» TESTO DI STUDIO
Un settore in forma. Un comparto vivace. Una filiera, specie nella parte più legata alle attività delle griffe, prospero. La pelletteria italiana, ora, riceve dal Coronavirus lo sgambetto che non ci voleva. L’emergenza internazionale costringe a rivedere i programmi per il 2020.
Qui Scandicci
“Il Coronavirus è stata la goccia che ha fatto traboccare il vaso. Già da novembre 2019 c’era stato un rallentamento a macchia di leopardo – riconosce Simone Balducci, presidente CNA Scandicci –. Alcune aziende che avevano puntato principalmente sul mercato cinese, avevano già sofferto per le proteste di Hong Kong“. Nel distretto di Scandicci, sostengono gli stessi dati diffusi da CNA, il 30% delle commesse sono state annullate. “Eravamo in un momento di lancio, quando il virus è arrivato in Italia. Gli ordini erano ancora su carta e sono stati bloccati”. Adesso si teme che il calo di produzione possa costringere le aziende manifatturiere a lavorare quattro giorni su cinque. “C’è stata una crescita incredibile del settore pelletteria. Ora il rallentamento è dovuto anche dai magazzini pieni – spiega Balducci, facendo un esempio lampante –: Un’azienda di Scandicci di 40 persone a gennaio 2019 ha assunto altri 50 addetti per sopperire agli ordini. Lo scorso dicembre non ha potuto rinnovare il contratto”. Adesso si attende di capire quale sarà l’effetto Coronavirus in un lungo periodo. “Le stime si faranno tra qualche mese. Per ora nelle filiere si sta pensando di imporre ai dipendi ferie forzate. Se riuscissimo a ripartire in tempi brevi, potrebbe mancare a molti la componentistica che arriva dalla Cina”.

» CONSEGNE
- 1) Riscrivi il testo sulla pelletteria partendo dalle parole "Un settore in" e fermandoti dopo "per il 2020.". Sostituisci "prospero" con "fiorente".
- 2) Per favore, prosegui il testo sulla pelletteria dopo la sua ultima frase.

» MATERIALE ESTRATTO

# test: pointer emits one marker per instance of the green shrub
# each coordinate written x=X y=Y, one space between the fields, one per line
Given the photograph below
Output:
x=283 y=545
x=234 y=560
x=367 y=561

» SOLUZIONI
- 1)
Un settore in forma. Un comparto vivace. Una filiera, specie nella parte più legata alle attività delle griffe, fiorente. La pelletteria italiana, ora, riceve dal Coronavirus lo sgambetto che non ci voleva. L’emergenza internazionale costringe a rivedere i programmi per il 2020.

- 2)
Lo sgambetto che non ci voleva
“C’è molta preoccupazione. Anche la mia azienda ha registrato l’annullamento di alcuni appuntamenti da parte di clienti che vengono da fuori – racconta Andrea Calistri, vicepresidente nazionale di Assopellettieri e titolare di Sapaf Atelier 1954 –. Si preannuncia una stagione non facile. Se si pensa alla dimensione dei distretti della moda, la preoccupazione aumenta: se la situazione attuale andrà avanti altri mesi, ci potranno essere problemi occupazionali a lungo termine”. Ora che si fa? “Con Assopellettieri stiamo cercando di costruire delle soluzioni. Le ferite vanno tamponate, ma bisogna anche pensare al futuro – risponde Calistri –. Ci stiamo muovendo per attivare tutti gli ammortizzatori possibili, per cercare di non perdere le competenze. Allo stesso tempo ci stiamo organizzando per offrire un sistema di servizi di internazionalizzazione per chi vuole ritagliarsi delle prospettive future. È bene attrezzarsi in questi momenti, perché quando il mercato ripartirà, come ci insegna l’esperienza, lo farà a gran velocità e dovremo essere pronti”.
In primavera ne vedremo delle belle
“Credo che l’impatto Coronavirus arriverà verso maggio-giugno – ipotizza Ornella Auzino, titolare della napoletana Le Mie Borse –. Anche perché qualche brand ha avuto un calo delle vendite e sta rallentando. Oggi alcune imprese già chiedono cassa integrazione o contratti di solidarietà. Qualcun’altro avverte la mancanza di disponibilità di accessori made in China, così come di collante”. Quella della borsa è una filiera del valore globale, certo, ma soprattutto nazionale: “In alcuni casi dipendiamo dalla Toscana, dove avviene ad esempio il taglio dei pellami – riprende Auzino –. Se loro si fermano, ci fermiamo anche noi”. I gruppi del lusso non possono abbandonare il made in Italy a sé stesso: “Chi produce in Italia e ha investito nel nostro Paese deve affrontare la situazione e sostenere la propria filiera produttiva – conclude –. Non possono correre il rischio di indebolirla: altrimenti, quando la situazione tornerà alla normalità, non la ritroverebbero più”. (mv/mvg)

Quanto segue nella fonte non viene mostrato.